■ Text:
The traditional task of the Christian teacher/preacher was a challenging one. The Bible is a complex book, and its interpretation is hard work. Our calling to that hard work began in faith, as we receive Christ and receive his understanding of the way the Scriptures speak of him. Believing that all Scripture is God-breathed and that it is able to make us wise for salvation in Jesus is a matter of faith, of course, but having taken that step of faith, hard, humble work lies ahead as we attempt to sit under the text and work out how it is speaking of him. Down through the centuries preachers and believing scholars can testify to the sweat and satisfaction of toiling at the Bible, and finding, in fellowship with great exegetes who have gone before, that there really is one message, one coherent Voice, one Subject, one Speaker.  

But now, we don't need to do that any more. We are at liberty to ignore - simply never read or refer to - whole swathes of the Bible that are deemed sub-christian. Our work is now easy, for all we have to do is regurgitate the attitudes of the politically corrected gospel week on week and never be disturbed or disturb anyone with tougher or more uncomfortable passages.

■ Dataset content:
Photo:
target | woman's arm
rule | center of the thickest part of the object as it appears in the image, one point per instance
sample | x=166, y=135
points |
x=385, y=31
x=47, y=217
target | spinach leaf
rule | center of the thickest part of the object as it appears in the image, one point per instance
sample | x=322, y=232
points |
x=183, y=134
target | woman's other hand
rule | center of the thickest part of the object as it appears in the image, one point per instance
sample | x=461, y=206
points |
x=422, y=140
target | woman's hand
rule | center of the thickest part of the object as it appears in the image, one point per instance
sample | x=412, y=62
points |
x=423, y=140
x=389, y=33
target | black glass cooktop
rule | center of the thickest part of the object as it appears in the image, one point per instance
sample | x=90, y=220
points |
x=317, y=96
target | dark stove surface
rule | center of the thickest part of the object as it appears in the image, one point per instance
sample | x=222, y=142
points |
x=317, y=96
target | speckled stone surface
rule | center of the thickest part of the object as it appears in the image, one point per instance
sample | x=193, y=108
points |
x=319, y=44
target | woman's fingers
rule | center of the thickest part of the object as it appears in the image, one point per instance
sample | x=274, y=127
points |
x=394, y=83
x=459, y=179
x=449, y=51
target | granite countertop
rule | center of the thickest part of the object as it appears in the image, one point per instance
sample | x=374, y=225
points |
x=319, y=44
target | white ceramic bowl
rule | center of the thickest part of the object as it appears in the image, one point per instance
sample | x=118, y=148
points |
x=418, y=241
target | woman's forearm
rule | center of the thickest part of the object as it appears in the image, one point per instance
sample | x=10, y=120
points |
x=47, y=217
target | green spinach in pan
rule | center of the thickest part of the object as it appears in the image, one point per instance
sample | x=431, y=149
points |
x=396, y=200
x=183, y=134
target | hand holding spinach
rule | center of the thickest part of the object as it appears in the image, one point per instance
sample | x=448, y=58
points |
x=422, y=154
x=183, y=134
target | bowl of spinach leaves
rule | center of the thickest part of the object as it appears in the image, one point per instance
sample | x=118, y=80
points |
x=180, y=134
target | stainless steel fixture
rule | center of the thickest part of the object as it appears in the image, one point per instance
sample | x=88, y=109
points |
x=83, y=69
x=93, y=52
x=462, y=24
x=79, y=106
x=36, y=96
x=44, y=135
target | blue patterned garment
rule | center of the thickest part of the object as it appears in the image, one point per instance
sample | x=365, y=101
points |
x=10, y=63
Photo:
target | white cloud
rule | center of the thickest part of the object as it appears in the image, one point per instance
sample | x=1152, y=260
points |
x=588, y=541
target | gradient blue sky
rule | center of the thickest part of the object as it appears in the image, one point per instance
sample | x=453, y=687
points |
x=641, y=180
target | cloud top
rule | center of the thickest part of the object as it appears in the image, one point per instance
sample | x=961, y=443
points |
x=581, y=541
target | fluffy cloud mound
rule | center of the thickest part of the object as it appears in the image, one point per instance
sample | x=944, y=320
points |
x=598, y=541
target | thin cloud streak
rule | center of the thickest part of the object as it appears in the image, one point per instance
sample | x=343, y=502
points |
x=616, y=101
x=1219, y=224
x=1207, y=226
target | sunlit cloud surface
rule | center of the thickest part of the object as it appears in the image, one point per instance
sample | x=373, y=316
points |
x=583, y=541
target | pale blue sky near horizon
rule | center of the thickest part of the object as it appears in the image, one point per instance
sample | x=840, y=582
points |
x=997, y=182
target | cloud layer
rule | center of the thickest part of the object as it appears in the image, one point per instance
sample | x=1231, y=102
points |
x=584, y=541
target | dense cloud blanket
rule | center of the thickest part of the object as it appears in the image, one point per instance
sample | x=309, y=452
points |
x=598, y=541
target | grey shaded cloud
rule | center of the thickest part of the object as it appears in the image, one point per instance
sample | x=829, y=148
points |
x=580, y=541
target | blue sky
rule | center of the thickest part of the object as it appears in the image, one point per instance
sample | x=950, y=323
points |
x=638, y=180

■ Goal:
Repeat word for word the part of the text on preaching the Bible that runs from "But now, we" to "more uncomfortable passages.". The listing has nothing to do with this exercise.

■ Output:
But now, we don't need to do that any more. We are at liberty to ignore - simply never read or refer to - whole swathes of the Bible that are deemed sub-christian. Our work is now easy, for all we have to do is regurgitate the attitudes of the politically corrected gospel week on week and never be disturbed or disturb anyone with tougher or more uncomfortable passages.